Who Is Being Unreasonable?

I think you are both being reasonable. Of course he wants his mom to come for Christmas. It’s not some weird cousin or uncle. It’s his mother. Regardless of what’s she’s done, he loves her and wants her there. One day he may be done, but that day has not come yet. And of course I don’t blame you one bit. Who would want that negative energy in their new home?

That said, I would host Christmas, let hubby invite her, and let him deal with any fall out. I think you are going to have to detach from the entire situation. It doesn’t sound like she is physically violent or like she will steal from you, etc. But she will attempt to draw attention to herself and create drama. My grandmother was similar. At one point all of her children banded together and told her that if she didn’t behave she would be excluded from major events. Sounds like your dh isn’t there yet. So, I’d let it go for now. Detach, expect her to be ridiculous, assume she will do something silly, have a sense of humor about it, ignore her, and let dh handle her.

Have your Christmas party. It may or may not turn out perfectly. But really, does anything? If this is your biggest issue with your dh, consider yourself lucky. There is always something going on that we don’t like. What can you do? Control what you can, do what you want, let some stuff go, and be as happy as you can be.

▶ _Assigned task 1_:
Rewrite the passage of the Christmas advice text starting with "Have your Christmas" and going on through "you can be.", swapping "Christmas party" for "holiday gathering".
▶ _Assigned task 2_:
Answer these questions from the Christmas advice text:
(a) Which of the writer's relatives behaved in a similar way?
(b) What did that relative's children tell her?
(c) How should the reader regard herself if this is her biggest issue with her dh?
▶ _Assigned task 3_:
Extend the Christmas advice text beyond its final sentence.

▶ _Raw data_:

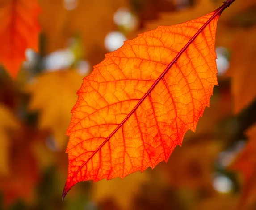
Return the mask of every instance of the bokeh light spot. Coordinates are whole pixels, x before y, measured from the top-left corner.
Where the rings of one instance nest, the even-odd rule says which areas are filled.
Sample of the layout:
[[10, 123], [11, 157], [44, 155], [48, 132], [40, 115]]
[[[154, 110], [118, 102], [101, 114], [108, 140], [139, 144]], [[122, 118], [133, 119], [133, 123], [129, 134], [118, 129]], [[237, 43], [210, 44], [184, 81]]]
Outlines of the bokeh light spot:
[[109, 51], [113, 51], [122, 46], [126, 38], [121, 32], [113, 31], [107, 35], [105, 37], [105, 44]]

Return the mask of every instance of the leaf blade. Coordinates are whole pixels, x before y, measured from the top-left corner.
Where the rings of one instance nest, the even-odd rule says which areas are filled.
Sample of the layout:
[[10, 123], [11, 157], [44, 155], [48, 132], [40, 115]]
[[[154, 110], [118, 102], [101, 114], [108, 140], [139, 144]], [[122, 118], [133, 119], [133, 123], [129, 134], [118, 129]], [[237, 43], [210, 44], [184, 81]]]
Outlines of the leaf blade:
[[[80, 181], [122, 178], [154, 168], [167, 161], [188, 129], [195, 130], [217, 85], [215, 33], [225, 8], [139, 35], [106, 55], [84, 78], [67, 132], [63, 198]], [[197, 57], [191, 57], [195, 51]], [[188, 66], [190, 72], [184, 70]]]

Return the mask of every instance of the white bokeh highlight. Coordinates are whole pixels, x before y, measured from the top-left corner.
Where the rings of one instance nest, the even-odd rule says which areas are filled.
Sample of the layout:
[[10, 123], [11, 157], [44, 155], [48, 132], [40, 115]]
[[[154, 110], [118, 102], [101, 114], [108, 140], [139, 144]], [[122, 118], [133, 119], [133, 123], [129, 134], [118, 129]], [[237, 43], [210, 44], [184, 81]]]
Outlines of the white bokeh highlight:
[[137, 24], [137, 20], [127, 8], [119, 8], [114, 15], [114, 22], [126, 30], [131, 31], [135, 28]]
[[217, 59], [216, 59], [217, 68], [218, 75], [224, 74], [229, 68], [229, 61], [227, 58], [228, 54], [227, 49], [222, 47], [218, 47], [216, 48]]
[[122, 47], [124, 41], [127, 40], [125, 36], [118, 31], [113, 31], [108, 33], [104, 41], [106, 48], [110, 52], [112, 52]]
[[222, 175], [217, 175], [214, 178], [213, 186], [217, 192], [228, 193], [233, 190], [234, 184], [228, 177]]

▶ _Exercise response 1_:
Have your holiday gathering. It may or may not turn out perfectly. But really, does anything? If this is your biggest issue with your dh, consider yourself lucky. There is always something going on that we don’t like. What can you do? Control what you can, do what you want, let some stuff go, and be as happy as you can be.

▶ _Exercise response 2_:
(a) The writer's grandmother.
(b) That if she didn't behave she would be excluded from major events.
(c) As lucky.

▶ _Exercise response 3_:
Also, there is obviously something a little off with your MIL. I think if you take a different approach, your dh will eventually see things differently or something else will change. Be just a little kinder and more patient with your dh. And thank your lucky stars she isn’t your mother :lol:.

Alladis.

Without getting too personal, I'll just say this was my exact strategy and it's been drama free around here for years.

This isn't your fight. If she shows out, smile and nod and let your dh bear the brunt/burden of her foolishness. Once you take yourself out of the equation and he has nobody left to argue about it with, he'll be forced to face the reality of the situation.
 
@dream13 Any updates? If you don’t mind sharing. How are you doing?

@hopeful Thanks for checking in on me.

We opted not to host Christmas dinner this year (for other reasons). However, things are still the same with his mom. DH and I have let the conversation die for now, but I’m sure it’ll come up again. Right now I’m just enjoying the peace in our home.